### WORK TO BE COMPLETED
Which lines in the data below contain the word "banana"? Pull out each of those lines and copy it in full.

### SOURCE DATA
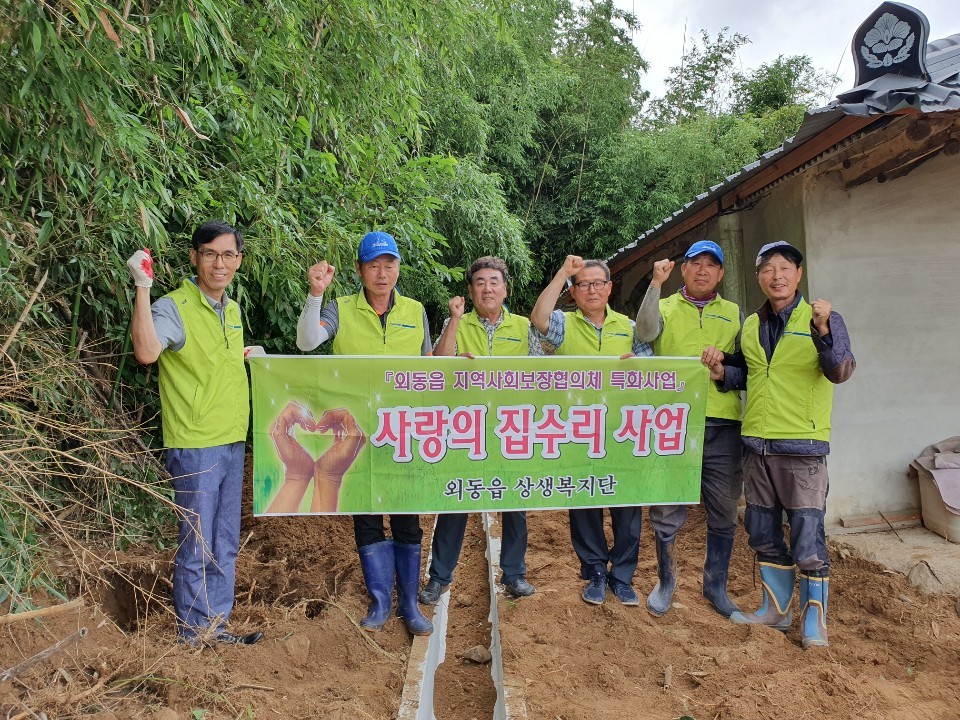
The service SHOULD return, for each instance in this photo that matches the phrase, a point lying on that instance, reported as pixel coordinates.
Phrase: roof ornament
==
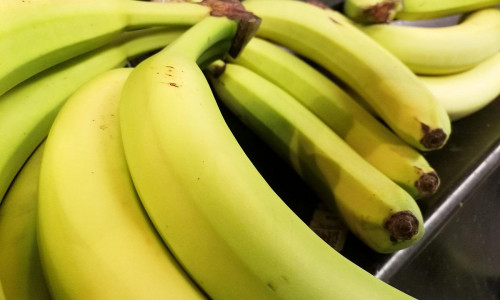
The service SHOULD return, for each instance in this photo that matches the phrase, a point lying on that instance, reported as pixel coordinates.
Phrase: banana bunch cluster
...
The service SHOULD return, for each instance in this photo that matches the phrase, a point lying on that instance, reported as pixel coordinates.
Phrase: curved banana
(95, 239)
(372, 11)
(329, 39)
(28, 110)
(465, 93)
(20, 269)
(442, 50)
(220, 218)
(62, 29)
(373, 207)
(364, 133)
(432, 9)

### ANSWER BELOW
Phrase: banana bunch cluster
Phrase: curved banana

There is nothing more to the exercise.